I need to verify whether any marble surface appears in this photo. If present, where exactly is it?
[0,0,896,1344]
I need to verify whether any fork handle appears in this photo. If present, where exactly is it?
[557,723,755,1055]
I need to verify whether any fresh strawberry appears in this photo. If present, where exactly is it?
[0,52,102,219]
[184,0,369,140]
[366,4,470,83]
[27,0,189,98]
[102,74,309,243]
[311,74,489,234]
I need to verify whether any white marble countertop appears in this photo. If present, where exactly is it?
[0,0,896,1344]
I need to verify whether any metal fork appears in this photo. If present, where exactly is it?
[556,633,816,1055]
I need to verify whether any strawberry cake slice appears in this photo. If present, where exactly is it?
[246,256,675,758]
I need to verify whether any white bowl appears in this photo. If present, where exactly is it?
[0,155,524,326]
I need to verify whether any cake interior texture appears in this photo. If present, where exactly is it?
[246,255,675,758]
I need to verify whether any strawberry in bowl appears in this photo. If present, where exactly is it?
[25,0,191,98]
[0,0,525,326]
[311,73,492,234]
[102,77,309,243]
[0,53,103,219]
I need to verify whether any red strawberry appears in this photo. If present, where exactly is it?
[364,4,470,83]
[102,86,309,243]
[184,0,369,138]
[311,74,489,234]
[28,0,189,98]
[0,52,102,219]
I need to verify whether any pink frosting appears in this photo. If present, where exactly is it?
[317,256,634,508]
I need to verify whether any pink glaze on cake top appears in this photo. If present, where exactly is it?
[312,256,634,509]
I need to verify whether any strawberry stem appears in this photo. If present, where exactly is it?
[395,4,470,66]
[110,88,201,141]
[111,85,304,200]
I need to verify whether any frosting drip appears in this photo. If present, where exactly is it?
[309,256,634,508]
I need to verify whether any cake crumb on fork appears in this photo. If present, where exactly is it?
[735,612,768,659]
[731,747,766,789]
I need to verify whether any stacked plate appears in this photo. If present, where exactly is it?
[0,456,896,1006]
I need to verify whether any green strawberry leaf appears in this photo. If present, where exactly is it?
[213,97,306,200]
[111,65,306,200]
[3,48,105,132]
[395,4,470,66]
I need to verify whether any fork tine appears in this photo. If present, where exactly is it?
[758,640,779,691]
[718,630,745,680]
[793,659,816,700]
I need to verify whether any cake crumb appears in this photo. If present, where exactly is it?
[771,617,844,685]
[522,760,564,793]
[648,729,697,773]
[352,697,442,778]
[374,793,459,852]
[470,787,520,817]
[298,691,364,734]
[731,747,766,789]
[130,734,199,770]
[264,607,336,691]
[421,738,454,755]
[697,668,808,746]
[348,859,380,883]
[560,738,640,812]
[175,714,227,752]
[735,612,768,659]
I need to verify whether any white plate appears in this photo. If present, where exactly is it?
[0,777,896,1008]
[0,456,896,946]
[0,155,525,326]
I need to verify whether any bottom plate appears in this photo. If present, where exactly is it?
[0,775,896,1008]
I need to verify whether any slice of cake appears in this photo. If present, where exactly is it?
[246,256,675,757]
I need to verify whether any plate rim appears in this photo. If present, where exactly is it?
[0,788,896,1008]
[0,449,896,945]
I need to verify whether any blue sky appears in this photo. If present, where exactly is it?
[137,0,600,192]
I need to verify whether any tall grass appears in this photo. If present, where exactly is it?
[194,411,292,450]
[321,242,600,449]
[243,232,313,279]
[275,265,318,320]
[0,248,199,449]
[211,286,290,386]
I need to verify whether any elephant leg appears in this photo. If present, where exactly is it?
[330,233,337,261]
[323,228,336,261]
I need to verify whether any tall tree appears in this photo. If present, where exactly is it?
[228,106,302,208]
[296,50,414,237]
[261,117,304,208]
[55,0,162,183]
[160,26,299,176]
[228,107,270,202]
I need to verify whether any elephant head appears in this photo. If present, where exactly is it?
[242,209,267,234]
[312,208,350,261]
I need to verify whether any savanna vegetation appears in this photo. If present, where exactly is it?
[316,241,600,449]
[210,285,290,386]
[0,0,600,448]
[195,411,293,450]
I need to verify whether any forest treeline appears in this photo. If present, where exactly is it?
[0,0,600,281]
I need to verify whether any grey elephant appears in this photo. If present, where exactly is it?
━━━━━━━━━━━━━━━━━━━━━━━━━━━━━━
Условие задачи: Представь в виде таблицы Markdown с колонками «Номер» и «Строка» только строки между той, что содержит «I need to verify whether any green», и той, что содержит «[793,659,816,700]», включительно. Пустые строки пропусти.

Полный ответ:
| Номер | Строка |
|---|---|
| 1 | I need to verify whether any green strawberry leaf appears in this photo. If present, where exactly is it? |
| 2 | [213,97,306,200] |
| 3 | [111,65,306,200] |
| 4 | [3,48,105,132] |
| 5 | [395,4,470,66] |
| 6 | I need to verify whether any fork tine appears in this photo. If present, where exactly is it? |
| 7 | [758,640,779,691] |
| 8 | [718,630,745,680] |
| 9 | [793,659,816,700] |